*Selected passage*

You can accelerate electrons, protons, or other particles. It's easier to
accelerate electrons/positrons and protons/antiprotons because they have a
looooong life and they are charged.

Usually in modern big accelerators they use a particle and an antiparticle,
because you can reuse the big tunnel for both. The largest one that used
electrons-positrons was the LEP
[https://en.wikipedia.org/wiki/Large_Electron–Positron_Collid...](https://en.wikipedia.org/wiki/Large_Electron–Positron_Collider)
, but they "dismantle" it and are using the big tunnel for the LHC that use
protons-antiprotons.

But if you want to construct two gigantic tunnels instead of one you can make
an electron-electron collider. It's probably easier to convince an electron to
colide with a positron, but I'd like to ask an expert to get the exact number.

If a very fast electron goes nearby another electron they can get very close
before the electrostatic repulsion wins. When there are nearby, they can
interchange some very high energy photons, and perhaps some W or Z particles.
If you are lucky enough, some of the particles they interchange may escape and
steal some energy from the fas electron.

The electrons never really collide, they never touch the other electron. But
if you see this from far away (like a few millimeters away) it looks like they
have collided and released a particle.

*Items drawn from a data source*
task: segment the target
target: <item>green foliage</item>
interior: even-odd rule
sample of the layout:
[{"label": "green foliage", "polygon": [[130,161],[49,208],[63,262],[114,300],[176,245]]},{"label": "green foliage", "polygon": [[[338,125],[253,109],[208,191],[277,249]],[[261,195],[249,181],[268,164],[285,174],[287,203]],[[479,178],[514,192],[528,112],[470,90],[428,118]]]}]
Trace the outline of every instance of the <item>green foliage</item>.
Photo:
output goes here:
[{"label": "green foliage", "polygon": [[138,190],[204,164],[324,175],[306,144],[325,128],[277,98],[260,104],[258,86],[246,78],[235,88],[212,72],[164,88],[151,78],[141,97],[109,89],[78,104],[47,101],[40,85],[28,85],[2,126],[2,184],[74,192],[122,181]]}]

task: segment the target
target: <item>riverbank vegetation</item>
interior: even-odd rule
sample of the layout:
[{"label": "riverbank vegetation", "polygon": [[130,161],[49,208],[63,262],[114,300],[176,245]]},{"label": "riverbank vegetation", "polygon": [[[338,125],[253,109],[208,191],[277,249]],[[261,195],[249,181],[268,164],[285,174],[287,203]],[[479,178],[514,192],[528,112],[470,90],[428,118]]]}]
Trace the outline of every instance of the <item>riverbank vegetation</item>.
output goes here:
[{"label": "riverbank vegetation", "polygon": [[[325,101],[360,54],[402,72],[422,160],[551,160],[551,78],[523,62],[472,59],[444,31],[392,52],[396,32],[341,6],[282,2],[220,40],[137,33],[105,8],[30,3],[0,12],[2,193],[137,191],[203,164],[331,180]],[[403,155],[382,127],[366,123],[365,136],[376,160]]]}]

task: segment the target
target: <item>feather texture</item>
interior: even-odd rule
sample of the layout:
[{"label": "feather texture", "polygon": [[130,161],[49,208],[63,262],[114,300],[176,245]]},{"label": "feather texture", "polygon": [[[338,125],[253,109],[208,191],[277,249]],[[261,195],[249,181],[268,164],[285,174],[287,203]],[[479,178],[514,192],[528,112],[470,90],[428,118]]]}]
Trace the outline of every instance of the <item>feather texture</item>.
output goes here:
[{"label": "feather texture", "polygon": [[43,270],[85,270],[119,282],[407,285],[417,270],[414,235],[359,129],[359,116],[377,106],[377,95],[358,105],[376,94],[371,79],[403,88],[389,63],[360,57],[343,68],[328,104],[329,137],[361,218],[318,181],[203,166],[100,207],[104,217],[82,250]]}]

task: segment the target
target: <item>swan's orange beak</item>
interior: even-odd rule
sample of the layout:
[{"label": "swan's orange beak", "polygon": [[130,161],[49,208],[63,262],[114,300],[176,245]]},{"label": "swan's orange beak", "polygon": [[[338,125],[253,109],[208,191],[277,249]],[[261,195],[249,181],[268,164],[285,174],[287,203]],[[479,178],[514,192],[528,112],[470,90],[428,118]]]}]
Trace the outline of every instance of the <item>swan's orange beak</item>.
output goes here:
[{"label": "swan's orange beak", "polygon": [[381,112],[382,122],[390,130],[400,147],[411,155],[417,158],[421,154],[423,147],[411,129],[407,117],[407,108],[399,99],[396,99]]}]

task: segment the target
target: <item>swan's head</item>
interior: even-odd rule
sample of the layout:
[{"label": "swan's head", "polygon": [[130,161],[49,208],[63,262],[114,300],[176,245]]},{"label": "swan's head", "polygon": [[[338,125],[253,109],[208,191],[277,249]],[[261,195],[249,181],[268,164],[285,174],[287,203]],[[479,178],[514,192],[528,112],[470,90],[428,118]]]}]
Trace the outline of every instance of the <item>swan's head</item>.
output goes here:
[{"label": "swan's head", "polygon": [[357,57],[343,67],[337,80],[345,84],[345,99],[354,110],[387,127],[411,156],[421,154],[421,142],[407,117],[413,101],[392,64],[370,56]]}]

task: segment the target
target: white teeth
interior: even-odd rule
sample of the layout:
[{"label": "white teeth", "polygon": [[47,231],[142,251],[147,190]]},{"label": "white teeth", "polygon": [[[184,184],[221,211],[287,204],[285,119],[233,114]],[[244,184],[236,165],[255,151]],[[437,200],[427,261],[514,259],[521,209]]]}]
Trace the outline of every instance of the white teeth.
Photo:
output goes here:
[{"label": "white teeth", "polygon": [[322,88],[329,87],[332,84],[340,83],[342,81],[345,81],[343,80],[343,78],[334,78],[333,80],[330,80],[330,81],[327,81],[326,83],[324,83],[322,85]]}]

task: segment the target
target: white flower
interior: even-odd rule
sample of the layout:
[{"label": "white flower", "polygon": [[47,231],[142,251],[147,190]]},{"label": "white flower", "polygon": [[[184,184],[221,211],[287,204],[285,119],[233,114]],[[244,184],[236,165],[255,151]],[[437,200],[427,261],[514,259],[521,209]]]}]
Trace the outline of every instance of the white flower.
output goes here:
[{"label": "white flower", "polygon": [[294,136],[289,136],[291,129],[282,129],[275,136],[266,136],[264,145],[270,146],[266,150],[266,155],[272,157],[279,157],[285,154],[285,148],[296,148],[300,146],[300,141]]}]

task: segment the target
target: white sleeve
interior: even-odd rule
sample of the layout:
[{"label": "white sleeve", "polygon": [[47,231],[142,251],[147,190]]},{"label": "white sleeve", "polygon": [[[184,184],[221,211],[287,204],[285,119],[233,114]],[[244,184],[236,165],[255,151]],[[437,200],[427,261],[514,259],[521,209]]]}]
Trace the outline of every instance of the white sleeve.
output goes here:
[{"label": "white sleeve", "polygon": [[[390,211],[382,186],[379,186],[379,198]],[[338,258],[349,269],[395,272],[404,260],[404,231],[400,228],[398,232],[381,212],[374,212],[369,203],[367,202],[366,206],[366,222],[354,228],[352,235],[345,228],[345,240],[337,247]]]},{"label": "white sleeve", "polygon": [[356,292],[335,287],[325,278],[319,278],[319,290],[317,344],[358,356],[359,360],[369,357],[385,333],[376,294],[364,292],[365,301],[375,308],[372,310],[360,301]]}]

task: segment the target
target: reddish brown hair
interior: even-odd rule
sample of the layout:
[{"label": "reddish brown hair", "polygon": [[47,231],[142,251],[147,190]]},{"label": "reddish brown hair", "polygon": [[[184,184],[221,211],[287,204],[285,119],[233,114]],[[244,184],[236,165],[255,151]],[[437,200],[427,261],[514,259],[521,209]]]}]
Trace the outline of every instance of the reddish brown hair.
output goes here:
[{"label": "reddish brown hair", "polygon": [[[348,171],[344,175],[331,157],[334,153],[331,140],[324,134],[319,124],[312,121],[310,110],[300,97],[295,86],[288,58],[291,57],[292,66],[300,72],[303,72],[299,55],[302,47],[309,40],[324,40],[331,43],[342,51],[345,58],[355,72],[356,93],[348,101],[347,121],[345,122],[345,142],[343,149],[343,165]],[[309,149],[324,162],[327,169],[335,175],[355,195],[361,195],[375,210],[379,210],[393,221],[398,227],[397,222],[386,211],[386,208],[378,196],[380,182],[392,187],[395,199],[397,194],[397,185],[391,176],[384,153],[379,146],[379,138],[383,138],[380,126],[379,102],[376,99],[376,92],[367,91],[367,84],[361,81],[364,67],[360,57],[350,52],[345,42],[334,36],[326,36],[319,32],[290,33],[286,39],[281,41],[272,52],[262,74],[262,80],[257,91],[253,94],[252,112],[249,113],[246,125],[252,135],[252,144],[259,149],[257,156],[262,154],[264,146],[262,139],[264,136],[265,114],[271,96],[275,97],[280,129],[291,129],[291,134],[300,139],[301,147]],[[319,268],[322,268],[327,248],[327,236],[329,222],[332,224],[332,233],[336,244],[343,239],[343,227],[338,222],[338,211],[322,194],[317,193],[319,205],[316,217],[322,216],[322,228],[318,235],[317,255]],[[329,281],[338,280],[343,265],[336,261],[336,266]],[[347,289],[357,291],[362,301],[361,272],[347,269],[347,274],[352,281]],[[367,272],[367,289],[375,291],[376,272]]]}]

*What to do*
Pick up the passage on particle accelerators above and continue it from its last sentence.

*Result*
For an exact calculation you must replace the handwaving an small balls story
with some Feynman diagrams and quantum mechanics, but the story is close
enough.

When you have an electron and a positron, they also don't really collide. They
release some photons and other particles. Sometimes all the intermediate
particles get reabsorbed and the electron/positron just change direction.
Sometimes both disappear and you just see the other particles that gamma
rays(that are photons). Sometimes something in between.

With protons-antiprotons it's more complicated because each has three quarks
and a lot of gluons that make the calculation more complicated, but at the end
it's the same story. The quarks never really colide.

Edit: There are electron-positron nodes in Feynman diagrams, so it's better to
say that they can colide, but at high energy the collision is much more
complicated than expected because they can interchange particles before the
collision.